So I came accross Eddie Castelin, talked with him an the phone and ordered some stuff….first class act…. for sure….but I just feel that his inserts dulled very fast. Now, keep in mind I am using them to "hog out" the center of the bowl, so maybe that dulls them quickly by nature…I just wonder what C-? they have…..he has a great price…..

I agree with you Wildwood that sharpening them on a diamond hone is not as good as I would have imagined. At least from reading some of the posts…some people say they have great luck….maybe I need to hold my tongue different or "wear yellow socks while sharpening".

Anyway thanks for all the help, everyone here is very helpful and has always been kind to me….
Mike


----------



## knotsburls (Mar 19, 2012)

Check out Kilian Tools @ knotsburls.com/kilian for the best price anywhere for nanograde carbide cutters.


----------



## knotsburls (Mar 19, 2012)

Sorry, should have elaborated; I primarily turn dry hardwood burls and all my roughing out is done with the Kilian nanograde carbide cutters. Believe me, I have tried them all over the years and that is why a turning buddy and I started our little business (Kilian Tools) with these top-line cutters.

knotsburls.com/kilian


----------



## moke (Oct 19, 2010)

Thanks Don! I will!
Mike


----------



## Gtorbert (Aug 28, 2014)

SET TASK:
In the woodturning thread, list each distinct username that appears in a header line beginning with "##". The items after the woodturning thread are separate material and do not belong to it.

DATA LINES:
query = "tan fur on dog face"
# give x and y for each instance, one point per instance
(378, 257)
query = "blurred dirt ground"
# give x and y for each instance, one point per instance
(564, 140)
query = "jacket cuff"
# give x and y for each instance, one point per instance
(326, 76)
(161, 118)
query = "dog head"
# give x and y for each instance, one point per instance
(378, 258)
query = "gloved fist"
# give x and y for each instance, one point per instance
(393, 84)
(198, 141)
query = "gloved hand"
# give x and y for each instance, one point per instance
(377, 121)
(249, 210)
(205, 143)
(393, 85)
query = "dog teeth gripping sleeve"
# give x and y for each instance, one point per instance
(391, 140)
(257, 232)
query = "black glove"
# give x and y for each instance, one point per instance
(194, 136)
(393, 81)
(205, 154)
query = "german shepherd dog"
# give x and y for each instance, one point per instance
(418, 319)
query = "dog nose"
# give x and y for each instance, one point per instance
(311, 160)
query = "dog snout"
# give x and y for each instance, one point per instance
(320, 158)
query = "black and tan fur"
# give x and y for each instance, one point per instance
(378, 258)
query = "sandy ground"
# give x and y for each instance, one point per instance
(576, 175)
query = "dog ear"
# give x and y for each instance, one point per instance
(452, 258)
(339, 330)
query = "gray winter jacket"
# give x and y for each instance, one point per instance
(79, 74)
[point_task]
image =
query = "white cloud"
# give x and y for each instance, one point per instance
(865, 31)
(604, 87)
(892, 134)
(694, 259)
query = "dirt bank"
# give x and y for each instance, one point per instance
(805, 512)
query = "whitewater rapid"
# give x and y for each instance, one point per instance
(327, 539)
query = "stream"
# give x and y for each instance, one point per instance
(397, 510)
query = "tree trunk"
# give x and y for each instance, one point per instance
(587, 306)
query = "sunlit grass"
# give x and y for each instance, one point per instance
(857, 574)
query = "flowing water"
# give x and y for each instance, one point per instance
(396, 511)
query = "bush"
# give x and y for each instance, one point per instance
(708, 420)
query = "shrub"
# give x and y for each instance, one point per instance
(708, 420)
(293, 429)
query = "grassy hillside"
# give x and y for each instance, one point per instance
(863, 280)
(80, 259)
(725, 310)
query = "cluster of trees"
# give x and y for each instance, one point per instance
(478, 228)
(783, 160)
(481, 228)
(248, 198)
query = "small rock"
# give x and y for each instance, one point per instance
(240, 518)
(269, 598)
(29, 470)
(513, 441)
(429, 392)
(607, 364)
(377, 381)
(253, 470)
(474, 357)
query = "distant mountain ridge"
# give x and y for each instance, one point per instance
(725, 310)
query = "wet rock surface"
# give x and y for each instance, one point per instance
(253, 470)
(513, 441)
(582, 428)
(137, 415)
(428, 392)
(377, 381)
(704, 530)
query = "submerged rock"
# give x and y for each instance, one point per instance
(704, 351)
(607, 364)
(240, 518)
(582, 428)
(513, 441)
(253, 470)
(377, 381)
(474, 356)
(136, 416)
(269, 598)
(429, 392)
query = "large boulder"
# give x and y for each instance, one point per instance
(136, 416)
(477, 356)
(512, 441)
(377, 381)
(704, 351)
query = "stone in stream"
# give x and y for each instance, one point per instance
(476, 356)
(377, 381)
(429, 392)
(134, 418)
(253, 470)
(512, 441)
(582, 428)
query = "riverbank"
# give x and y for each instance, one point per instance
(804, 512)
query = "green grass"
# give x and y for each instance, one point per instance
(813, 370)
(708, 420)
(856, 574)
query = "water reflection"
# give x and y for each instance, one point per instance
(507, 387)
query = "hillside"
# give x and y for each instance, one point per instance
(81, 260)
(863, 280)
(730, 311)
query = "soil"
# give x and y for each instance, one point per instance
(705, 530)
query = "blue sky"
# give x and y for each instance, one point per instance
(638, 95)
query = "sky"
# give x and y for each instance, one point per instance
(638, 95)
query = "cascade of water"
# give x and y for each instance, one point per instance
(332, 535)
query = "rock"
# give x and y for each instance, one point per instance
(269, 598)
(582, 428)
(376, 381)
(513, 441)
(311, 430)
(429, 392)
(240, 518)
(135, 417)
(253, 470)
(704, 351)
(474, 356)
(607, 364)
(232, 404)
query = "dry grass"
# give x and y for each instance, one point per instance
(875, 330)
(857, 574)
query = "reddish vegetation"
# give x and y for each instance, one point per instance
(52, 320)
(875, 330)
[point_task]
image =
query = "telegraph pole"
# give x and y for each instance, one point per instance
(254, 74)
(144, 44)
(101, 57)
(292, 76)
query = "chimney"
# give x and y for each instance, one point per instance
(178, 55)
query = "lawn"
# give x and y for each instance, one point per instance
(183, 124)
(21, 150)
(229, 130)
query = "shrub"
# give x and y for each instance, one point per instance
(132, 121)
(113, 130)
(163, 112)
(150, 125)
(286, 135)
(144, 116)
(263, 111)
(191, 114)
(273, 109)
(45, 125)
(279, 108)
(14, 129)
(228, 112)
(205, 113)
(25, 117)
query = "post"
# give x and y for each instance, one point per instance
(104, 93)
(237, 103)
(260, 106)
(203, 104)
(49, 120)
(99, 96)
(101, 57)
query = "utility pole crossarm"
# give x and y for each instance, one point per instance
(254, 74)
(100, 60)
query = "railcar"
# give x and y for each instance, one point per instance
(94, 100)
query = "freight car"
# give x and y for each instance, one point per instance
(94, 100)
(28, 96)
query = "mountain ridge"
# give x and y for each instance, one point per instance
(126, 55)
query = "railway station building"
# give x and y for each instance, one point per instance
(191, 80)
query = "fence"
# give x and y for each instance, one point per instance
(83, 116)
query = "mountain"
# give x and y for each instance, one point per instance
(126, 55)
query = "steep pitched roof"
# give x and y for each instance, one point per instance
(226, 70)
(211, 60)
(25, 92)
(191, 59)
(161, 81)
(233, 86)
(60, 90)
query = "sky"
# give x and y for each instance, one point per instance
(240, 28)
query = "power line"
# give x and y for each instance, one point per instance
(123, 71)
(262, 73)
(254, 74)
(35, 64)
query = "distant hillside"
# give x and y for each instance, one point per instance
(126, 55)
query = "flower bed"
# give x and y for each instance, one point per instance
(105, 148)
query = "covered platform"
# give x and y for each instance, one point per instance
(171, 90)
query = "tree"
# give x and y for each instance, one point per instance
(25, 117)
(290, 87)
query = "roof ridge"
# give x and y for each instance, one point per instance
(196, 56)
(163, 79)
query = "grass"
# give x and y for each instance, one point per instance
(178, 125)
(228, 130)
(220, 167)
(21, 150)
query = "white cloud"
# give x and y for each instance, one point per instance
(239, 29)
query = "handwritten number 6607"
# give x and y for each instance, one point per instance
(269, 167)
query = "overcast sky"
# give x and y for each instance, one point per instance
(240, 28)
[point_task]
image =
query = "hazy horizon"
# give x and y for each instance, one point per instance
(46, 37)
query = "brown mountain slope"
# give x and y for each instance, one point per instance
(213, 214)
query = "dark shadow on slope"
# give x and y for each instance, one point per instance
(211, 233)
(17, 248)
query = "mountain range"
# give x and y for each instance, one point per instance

EXPECTED ANSWER:
knotsburls
moke
Gtorbert